■ Fragmento del documento
El corazón de la fiesta latía en el patio de una casa señorial donde un cortador de jamón se afanaba por emplatar cada loncha. Desde el exterior al interior de un enorme plato redondo, intentaba en vano completar un circulo, solapando un corte con otro. Imposible detener a los invitados -casi todos con una copa de tinto en la mano-, que luchaban por llevarse una loncha (o dos) a la boca. No había codazos, pero casi, ante la paleta Joselito. Los dedos invadían el plato mientras el cortador resoplaba entre rabioso y resignado ante la batalla que se libraba sin decoro en la mesa: la apetencia iba ganándole a las buenas maneras. Al final de la cola, los rezagados, que apuraban el vino y el puro a falta de jamón, se presentaban con entusiasmo.

Allí conocí a un argentino que había intentado empezar de cero en Beijing. Primero, dando clases de español. Como todo el mundo. Y luego, haciéndose pasar por otro. Como muchos. Entre copa y copa me relató los trabajos que le habían ofrecido hasta entonces: médico, invitado de bodas, actor y diplomático. Contaba divertido lo bien que le habían pagado por inaugurar una clínica dental. Requisitos: una cara paliducha sin ojos rasgados y una bata blanca. Él, por supuesto, no extraía muelas ni colocaba implantes. Se limitaba a aportar una pátina de respetabilidad y confianza a un negocio sabe Dios de quién. En las bodas -se jactaba, arrastrando la lengua, noqueada por el alcohol- el salario era especialmente bueno. Además de comer y beber gratis, solamente tenía que hacerse pasar por amigo del novio o de la novia -casi siempre hablaban relativamente bien inglés- y darle un toque “cool” a la celebración. Vestía. Ser occidental, vestía.

■ Tarea
Según el fragmento del documento, ¿qué requisitos se le exigían al argentino para inaugurar una clínica dental?

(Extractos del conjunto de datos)
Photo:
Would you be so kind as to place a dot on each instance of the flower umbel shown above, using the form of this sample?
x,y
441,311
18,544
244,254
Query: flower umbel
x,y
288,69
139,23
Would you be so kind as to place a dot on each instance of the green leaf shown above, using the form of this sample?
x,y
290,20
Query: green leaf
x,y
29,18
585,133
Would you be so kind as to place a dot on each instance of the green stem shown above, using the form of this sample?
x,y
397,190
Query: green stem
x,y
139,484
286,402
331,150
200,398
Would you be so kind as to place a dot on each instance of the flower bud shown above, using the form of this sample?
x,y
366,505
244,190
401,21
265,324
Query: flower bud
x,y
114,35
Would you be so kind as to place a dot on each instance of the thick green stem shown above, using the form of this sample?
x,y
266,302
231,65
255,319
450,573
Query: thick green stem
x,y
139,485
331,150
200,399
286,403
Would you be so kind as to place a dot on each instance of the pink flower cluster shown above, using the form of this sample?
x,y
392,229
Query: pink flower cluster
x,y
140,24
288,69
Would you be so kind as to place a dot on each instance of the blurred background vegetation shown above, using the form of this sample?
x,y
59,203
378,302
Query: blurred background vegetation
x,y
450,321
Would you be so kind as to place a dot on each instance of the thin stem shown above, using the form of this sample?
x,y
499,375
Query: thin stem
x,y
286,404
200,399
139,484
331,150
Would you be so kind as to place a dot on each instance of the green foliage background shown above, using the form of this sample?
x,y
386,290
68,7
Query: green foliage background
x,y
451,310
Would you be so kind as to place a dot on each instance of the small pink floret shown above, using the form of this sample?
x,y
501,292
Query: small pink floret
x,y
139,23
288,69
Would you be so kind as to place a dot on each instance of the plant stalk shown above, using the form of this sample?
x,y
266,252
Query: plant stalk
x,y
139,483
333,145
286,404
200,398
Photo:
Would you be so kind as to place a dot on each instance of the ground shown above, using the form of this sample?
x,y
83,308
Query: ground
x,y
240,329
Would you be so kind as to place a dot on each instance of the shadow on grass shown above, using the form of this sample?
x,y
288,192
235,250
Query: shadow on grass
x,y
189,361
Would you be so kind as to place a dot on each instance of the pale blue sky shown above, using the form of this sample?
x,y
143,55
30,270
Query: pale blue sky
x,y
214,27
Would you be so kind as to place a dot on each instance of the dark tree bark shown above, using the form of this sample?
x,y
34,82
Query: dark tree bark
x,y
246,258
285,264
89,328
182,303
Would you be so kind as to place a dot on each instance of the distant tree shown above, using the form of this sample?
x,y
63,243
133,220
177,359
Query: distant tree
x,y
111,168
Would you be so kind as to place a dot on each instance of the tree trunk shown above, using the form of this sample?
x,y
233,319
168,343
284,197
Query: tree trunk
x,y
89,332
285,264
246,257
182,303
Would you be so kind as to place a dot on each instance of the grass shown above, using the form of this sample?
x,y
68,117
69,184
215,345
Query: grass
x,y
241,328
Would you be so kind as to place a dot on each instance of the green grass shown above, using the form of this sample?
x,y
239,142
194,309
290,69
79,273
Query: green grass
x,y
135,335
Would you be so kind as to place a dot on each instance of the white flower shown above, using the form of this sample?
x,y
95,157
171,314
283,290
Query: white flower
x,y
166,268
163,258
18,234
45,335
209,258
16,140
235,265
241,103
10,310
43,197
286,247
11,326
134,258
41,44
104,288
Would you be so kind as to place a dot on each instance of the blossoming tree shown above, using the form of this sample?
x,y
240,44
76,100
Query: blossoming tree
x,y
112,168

■ Respuesta
Una cara paliducha sin ojos rasgados y una bata blanca.